The 689 action descriptions were pseudorandomly divided into three subsets of 172 actions and one subset of 173 actions. Care was taken that action descriptions referring to different means of performing an action with the same end were not included in the same subset, in order to avoid familiarity comparisons between those actions. The order of action descriptions in each subset was also pseudorandomized. Each subset was rated in the same way as described above by 3 additional native Chinese speakers and 3 additional native German speakers fluent in English. Each additional rater rated the action descriptions of one subset only. In total, 12 additional native Chinese (mean age: 26.3 years, 8 females, 10 postgraduate students) and 12 additional native German speakers (mean age: 27.8 years, 10 females, 11 postgraduate students) participated in the categorical familiarity rating. The pseudorandom order in each subset was kept constant across raters.

Results

If for both Chinese and German raters, at least 3 out of the 4 raters within each country agreed that the action belonged to the category “F” and/or “U,” this was taken as the criterion for an action being categorized as familiar/unfamiliar for right-handed young adults in the two countries.

Four hundred thirty-nine actions reached this criterion. They could be divided into four categories: familiar in both China and Germany, familiar in China and unfamiliar in Germany, familiar in Germany and unfamiliar in China, and unfamiliar in both countries. Of the 439 actions, 340 were familiar in both countries, 24 were familiar in China and unfamiliar in Germany, 40 were familiar in Germany and unfamiliar in China, and 35 were unfamiliar in both countries.

For 235 out of the 439 actions, video clips were generated. They were chosen by taking practical considerations into account, such as the availability of objects and the ease/difficulty of producing corresponding video clips. One hundred forty-five actions were depicted in one video clip (83 familiar in China and Germany, 22 familiar in China and unfamiliar in Germany, 25 unfamiliar in China and familiar in Germany, 15 unfamiliar in China and Germany), and 90 actions were depicted in two video clips (67 familiar in China and Germany, 14 unfamiliar in China and familiar in Germany, 9 unfamiliar in China and Germany). Whether one or two video clips were available of a given action was dependent on the action‘s use as an experimental or a filler item in the Umla-Runge et al. (2012) study. Descriptions of the items are categorized as to familiarity in China and Germany in Table A (supplemental material). Video clip duration varies between 1,500 and 4,000 ms. Each clip contains an object-directed manual action from a third-person perspective (from left, from right, or from a position opposite to the actor). Seven different actors were involved in performing the actions (two male actors, five female actors). Only the hands and arms of the actors are visible. The video clips are purely visual stimuli and do not contain any sound. Unless otherwise indicated, double clips of the same action involve the same actor from the same perspective but acting upon a different object exemplar. Table A also lists for each action description whether one or two video clips for the action are available. Furthermore, the clip’s duration and perspective and a label for the actor’s identity (e.g., F1 = female actor 1) are given. Examples for action video clips from the four categories of familiarity are depicted in Fig. 1.

● DATASET:
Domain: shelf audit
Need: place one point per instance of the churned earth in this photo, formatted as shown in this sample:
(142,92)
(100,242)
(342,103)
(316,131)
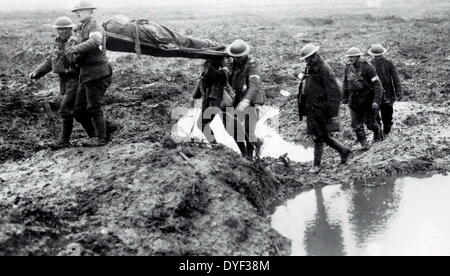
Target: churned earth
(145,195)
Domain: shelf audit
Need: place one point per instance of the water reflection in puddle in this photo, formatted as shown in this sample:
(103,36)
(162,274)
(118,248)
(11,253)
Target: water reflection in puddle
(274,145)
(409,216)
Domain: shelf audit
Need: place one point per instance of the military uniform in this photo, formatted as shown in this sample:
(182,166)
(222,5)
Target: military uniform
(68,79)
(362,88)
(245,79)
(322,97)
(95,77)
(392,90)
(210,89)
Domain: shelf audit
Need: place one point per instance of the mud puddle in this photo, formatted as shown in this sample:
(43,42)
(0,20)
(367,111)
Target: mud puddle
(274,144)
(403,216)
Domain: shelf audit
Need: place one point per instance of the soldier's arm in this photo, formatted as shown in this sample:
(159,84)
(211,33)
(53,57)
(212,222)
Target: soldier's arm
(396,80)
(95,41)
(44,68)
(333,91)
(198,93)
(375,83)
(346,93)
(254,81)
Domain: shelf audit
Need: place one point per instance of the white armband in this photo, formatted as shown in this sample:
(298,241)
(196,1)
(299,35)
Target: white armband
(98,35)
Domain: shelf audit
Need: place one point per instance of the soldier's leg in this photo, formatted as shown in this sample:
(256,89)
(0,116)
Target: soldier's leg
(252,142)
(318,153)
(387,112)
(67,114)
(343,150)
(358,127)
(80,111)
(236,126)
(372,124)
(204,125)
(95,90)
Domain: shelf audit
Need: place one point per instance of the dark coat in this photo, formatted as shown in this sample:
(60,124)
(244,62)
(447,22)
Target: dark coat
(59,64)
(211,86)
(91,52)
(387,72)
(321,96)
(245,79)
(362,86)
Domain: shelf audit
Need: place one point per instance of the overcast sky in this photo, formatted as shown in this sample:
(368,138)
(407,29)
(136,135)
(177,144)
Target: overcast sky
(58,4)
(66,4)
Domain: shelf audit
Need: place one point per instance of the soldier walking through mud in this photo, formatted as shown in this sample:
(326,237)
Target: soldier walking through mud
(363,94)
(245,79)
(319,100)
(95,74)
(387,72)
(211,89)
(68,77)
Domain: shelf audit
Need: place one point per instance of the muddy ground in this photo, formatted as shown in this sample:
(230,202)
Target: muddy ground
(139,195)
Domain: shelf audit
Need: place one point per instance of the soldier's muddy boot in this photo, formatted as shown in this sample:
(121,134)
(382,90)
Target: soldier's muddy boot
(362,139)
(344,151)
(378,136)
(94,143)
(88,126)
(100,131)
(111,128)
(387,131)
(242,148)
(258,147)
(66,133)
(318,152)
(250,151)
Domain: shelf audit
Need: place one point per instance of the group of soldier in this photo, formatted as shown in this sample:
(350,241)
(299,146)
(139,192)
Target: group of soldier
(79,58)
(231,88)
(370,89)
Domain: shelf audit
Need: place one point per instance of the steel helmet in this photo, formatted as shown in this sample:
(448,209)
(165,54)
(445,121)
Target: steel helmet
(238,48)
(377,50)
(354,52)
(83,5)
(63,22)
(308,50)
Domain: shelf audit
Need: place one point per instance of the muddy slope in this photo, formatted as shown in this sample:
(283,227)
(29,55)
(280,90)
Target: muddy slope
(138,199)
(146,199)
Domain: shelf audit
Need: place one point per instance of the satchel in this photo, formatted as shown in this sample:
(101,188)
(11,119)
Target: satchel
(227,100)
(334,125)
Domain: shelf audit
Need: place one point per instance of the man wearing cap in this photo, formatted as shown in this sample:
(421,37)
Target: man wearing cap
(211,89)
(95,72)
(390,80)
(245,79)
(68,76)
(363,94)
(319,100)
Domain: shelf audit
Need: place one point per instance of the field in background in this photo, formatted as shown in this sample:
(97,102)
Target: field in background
* * *
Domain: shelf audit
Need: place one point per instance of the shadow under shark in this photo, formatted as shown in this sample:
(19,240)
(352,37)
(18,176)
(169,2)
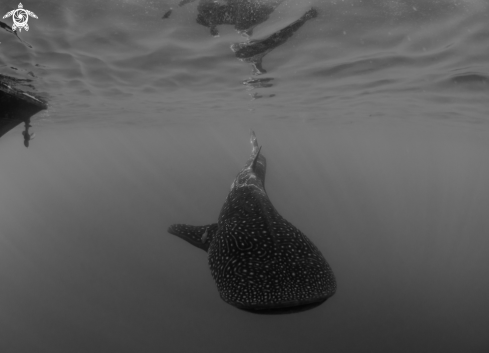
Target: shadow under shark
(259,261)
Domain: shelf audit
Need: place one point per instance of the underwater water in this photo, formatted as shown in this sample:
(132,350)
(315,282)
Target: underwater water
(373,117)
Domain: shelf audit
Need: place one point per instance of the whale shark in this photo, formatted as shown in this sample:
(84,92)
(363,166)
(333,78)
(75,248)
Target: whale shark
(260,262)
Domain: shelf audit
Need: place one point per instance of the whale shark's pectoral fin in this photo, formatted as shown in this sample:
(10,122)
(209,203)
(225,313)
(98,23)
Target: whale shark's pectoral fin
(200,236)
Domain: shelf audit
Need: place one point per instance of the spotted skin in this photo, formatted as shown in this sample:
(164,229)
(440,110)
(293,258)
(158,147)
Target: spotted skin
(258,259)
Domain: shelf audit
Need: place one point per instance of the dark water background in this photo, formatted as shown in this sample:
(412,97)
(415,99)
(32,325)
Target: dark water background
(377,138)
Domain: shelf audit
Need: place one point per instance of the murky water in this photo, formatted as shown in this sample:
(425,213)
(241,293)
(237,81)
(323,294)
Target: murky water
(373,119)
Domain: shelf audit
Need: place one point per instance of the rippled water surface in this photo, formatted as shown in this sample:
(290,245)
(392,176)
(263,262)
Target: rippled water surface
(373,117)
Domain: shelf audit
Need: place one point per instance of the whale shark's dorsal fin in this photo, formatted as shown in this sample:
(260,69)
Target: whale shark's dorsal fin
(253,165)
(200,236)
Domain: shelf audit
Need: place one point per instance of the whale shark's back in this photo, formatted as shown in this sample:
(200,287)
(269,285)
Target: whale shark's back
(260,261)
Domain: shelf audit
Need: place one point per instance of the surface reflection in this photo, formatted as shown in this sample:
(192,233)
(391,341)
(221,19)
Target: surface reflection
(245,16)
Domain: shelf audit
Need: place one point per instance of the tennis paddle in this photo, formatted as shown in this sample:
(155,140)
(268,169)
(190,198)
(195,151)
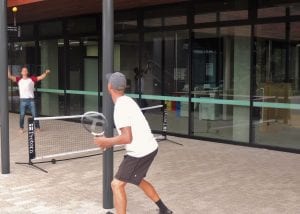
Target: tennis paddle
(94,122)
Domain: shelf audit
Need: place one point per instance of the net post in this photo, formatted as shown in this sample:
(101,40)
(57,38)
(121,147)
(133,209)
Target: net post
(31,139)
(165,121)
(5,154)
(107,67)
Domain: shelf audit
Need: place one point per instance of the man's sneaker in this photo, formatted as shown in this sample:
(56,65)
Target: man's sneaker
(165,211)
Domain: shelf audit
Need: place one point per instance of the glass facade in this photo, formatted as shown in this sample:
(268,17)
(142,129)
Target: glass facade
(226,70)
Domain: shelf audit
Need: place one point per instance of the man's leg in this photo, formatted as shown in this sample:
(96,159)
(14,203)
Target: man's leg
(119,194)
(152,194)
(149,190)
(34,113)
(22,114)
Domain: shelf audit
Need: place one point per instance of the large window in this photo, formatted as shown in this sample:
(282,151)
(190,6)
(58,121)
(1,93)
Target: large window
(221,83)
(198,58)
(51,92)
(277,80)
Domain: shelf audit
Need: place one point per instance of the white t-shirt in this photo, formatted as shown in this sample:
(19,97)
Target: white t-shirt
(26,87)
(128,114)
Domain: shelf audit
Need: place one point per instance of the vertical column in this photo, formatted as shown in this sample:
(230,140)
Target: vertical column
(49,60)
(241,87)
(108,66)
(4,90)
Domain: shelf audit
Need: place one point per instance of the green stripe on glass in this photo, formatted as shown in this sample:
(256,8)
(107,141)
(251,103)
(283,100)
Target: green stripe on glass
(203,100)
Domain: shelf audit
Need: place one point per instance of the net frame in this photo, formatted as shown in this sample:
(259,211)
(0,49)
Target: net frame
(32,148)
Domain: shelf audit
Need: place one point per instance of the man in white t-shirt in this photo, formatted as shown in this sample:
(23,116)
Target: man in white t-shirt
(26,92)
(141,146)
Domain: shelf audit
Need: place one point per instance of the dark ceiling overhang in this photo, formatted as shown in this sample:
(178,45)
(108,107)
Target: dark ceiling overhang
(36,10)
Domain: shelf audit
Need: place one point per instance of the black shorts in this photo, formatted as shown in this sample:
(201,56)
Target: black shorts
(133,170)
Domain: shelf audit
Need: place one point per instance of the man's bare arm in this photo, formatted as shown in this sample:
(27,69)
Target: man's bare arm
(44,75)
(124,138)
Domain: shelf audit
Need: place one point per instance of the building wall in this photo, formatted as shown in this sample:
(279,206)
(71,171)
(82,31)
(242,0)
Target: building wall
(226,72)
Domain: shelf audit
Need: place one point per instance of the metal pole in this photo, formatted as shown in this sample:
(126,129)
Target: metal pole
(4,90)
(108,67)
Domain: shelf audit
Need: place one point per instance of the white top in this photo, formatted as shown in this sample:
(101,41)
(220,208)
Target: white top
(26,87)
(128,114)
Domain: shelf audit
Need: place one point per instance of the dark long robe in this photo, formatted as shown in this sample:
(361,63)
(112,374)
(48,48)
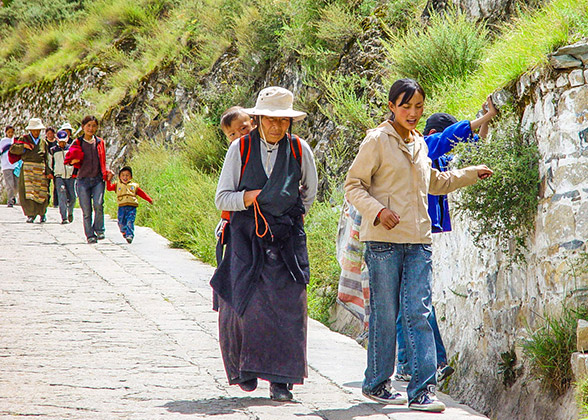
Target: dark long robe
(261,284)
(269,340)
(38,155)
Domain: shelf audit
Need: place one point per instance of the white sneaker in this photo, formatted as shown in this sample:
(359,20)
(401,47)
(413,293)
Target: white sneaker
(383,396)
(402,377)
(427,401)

● DIRECTIVE 1: Transcribe the excerpt on action familiarity ratings from "If for both" up to and including "the two countries.".
● DIRECTIVE 2: According to the excerpt on action familiarity ratings, how many of the 439 actions that reached the criterion were familiar in both China and Germany?

● WRITTEN REPLY 1:
If for both Chinese and German raters, at least 3 out of the 4 raters within each country agreed that the action belonged to the category “F” and/or “U,” this was taken as the criterion for an action being categorized as familiar/unfamiliar for right-handed young adults in the two countries.

● WRITTEN REPLY 2: 340